Work to do:
Gather every line in the data below that contains the string "forest". Case counts, so include only lines where the capitalization matches.

※

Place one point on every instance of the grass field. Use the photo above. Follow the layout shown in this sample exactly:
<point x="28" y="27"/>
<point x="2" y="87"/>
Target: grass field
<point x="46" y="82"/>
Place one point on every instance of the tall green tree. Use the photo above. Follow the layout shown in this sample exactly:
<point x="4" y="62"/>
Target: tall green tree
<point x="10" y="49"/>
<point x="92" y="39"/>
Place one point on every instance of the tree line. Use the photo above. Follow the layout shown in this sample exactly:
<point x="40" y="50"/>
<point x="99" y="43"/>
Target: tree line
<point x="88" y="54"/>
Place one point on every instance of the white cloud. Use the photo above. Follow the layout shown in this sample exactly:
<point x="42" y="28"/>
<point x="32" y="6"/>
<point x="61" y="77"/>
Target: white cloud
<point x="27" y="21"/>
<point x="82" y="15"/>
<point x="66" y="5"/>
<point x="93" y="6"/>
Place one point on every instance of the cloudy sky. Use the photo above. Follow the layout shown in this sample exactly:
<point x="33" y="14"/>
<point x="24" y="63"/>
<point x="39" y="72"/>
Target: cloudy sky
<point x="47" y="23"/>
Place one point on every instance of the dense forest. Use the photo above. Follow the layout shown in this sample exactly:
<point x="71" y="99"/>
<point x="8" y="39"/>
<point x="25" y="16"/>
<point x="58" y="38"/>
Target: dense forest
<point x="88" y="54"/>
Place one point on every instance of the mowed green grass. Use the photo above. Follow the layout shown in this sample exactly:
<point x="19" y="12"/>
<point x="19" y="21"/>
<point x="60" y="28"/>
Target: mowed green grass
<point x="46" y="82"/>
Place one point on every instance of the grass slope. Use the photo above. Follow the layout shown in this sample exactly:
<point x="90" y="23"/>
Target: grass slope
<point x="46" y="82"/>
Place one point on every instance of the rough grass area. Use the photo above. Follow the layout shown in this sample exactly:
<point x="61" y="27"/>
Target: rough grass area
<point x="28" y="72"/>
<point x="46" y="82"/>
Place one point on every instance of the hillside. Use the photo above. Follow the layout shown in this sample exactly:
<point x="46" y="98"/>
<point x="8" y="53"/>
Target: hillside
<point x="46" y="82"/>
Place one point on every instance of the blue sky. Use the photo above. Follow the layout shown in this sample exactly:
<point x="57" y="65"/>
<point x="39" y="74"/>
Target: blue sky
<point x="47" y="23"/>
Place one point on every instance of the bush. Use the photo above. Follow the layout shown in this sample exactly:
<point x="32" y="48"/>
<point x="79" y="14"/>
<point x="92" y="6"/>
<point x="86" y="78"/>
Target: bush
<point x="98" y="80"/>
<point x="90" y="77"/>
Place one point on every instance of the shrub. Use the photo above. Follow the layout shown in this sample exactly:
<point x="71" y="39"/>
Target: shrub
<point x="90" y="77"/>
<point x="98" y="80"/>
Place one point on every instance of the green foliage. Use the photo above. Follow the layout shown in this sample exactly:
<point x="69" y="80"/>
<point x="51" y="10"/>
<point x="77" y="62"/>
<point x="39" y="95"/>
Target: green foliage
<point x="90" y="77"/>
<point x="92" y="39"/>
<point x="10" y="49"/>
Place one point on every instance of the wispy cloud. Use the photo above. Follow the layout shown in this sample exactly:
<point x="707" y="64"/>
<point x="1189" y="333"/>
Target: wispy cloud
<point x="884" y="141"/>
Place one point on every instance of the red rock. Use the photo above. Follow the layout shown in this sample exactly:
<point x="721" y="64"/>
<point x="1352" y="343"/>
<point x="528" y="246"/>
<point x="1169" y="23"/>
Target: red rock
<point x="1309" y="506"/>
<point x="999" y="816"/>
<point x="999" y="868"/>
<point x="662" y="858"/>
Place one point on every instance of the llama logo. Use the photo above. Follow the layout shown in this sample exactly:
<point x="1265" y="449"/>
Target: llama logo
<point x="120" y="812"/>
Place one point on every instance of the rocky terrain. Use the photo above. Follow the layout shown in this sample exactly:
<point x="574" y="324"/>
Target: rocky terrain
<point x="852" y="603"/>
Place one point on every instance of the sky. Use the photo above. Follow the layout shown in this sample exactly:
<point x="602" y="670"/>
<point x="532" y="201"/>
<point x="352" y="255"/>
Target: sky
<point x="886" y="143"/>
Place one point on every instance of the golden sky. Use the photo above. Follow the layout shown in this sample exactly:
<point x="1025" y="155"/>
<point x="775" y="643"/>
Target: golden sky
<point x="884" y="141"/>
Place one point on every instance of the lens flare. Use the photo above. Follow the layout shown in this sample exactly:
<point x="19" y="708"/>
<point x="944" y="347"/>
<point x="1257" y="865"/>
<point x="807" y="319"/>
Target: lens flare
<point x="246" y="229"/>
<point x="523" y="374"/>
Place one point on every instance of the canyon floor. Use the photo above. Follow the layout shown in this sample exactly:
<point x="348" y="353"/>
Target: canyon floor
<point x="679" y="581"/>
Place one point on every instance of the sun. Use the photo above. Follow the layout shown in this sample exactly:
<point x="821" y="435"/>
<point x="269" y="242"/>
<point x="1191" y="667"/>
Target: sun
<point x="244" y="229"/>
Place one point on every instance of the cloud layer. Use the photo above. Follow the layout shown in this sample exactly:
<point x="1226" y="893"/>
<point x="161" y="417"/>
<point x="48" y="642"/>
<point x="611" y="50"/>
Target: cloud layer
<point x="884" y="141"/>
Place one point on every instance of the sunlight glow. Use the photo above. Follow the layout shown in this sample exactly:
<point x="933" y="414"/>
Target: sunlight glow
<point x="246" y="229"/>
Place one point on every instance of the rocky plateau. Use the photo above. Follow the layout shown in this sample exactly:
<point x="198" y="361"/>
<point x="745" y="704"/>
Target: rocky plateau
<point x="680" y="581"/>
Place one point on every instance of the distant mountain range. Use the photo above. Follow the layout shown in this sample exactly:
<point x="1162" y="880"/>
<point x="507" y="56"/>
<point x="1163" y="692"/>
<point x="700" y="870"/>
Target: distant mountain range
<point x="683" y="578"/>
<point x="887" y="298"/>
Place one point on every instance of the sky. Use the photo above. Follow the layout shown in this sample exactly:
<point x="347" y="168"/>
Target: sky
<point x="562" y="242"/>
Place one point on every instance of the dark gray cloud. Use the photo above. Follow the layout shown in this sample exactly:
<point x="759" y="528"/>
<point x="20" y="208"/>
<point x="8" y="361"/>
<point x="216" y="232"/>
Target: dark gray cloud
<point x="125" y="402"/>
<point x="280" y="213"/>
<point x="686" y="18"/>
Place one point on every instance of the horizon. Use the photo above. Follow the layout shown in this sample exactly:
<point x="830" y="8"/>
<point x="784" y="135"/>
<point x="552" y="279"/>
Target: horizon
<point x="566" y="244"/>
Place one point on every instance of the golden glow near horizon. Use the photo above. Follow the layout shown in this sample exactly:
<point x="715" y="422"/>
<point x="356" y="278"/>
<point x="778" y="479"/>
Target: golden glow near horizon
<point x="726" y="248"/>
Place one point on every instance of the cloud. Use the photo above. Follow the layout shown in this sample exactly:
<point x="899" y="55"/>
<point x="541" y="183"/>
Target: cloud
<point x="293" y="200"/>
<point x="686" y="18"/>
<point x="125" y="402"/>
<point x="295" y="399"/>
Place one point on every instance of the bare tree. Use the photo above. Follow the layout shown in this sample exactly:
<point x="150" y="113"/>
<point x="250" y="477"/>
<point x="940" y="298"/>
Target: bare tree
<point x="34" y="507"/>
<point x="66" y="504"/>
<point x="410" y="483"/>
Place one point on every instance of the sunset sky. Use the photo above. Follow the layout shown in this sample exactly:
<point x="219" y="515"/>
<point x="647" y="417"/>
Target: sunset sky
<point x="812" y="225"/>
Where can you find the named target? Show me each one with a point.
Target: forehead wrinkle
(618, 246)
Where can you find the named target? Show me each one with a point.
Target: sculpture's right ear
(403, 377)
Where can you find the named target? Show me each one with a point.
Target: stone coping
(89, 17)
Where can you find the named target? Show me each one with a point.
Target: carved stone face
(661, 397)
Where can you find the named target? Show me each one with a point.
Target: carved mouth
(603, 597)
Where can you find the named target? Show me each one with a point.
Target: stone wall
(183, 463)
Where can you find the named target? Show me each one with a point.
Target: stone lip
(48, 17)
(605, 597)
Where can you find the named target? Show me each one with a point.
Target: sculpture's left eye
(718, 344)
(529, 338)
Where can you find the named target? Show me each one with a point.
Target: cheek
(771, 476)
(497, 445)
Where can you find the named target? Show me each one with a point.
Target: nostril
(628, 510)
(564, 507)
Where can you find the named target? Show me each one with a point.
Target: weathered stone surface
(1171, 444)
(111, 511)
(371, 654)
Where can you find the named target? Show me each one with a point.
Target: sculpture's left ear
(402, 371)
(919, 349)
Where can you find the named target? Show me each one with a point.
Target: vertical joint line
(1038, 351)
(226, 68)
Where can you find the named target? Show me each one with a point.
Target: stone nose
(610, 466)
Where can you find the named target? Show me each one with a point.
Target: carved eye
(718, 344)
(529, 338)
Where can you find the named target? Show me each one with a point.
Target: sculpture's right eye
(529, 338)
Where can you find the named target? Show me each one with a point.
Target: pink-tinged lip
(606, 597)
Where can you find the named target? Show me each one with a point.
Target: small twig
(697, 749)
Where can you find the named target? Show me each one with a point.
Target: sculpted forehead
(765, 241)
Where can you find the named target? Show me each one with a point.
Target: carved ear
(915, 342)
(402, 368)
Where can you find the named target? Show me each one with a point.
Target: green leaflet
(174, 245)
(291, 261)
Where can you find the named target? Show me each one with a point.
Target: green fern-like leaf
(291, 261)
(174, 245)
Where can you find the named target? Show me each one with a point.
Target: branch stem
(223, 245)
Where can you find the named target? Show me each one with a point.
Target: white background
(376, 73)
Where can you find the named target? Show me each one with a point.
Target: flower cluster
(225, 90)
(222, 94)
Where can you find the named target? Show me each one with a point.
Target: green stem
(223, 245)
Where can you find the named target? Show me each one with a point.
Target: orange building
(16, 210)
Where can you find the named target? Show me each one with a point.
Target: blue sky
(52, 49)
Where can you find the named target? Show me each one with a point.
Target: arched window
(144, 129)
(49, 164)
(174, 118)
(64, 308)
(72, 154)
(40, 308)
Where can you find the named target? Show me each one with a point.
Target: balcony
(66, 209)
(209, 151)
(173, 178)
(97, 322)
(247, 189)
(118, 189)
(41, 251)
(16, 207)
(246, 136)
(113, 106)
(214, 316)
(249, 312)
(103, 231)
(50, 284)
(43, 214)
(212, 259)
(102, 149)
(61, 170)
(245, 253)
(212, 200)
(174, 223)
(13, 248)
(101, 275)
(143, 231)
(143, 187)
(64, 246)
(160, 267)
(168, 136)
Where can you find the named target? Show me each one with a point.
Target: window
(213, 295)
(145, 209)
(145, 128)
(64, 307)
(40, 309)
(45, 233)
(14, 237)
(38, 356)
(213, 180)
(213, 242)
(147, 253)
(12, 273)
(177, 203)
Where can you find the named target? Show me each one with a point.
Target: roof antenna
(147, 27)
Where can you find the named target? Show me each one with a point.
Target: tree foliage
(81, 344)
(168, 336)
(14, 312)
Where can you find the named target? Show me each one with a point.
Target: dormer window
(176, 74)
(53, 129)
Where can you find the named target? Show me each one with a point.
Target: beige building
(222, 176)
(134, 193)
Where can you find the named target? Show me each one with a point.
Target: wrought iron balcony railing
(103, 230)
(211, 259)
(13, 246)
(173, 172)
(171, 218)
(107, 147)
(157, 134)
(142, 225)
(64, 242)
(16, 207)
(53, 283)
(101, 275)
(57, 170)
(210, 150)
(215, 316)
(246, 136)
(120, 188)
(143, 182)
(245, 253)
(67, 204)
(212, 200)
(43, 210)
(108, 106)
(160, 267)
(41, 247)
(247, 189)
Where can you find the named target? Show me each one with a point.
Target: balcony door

※

Expected answer:
Place one point on every instance of the dense forest. Use the photo above. Follow the layout shown in this sample exactly:
Target: dense forest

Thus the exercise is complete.